* _Exercise description_:
Rewrite the rows from the start through the line containing "68,722,224,800", changing "white" to "cream" and keeping everything else the same.

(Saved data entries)
= = =
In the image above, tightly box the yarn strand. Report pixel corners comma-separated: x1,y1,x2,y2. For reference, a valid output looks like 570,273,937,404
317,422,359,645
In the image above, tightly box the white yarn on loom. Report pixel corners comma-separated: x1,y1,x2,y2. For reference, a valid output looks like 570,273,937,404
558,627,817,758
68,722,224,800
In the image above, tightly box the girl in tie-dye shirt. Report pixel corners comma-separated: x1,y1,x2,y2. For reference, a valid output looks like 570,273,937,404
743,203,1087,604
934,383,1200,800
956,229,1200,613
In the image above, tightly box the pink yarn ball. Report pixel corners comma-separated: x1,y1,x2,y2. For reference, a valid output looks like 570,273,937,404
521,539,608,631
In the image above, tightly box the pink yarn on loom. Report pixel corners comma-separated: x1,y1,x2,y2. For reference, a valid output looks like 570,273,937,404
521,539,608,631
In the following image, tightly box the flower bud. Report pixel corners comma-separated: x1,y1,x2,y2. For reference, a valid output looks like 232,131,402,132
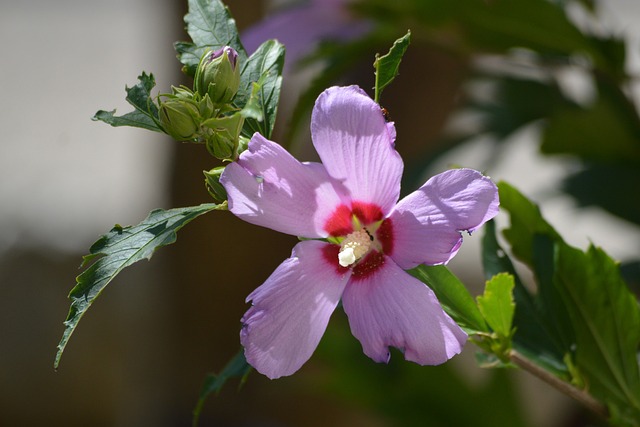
= = =
* _Answer below_:
In the image above, tightly box the yarn strand. Report pixel corners comma-separated: x1,y1,x2,y2. For reference, a valid output looks like 570,273,937,404
317,422,359,645
In the image above, tightly box the cream yarn on loom. Report pixel corners comma-separated: x1,y1,x2,y2. For reference, a valid output looks like 570,273,937,404
558,627,817,758
68,722,224,800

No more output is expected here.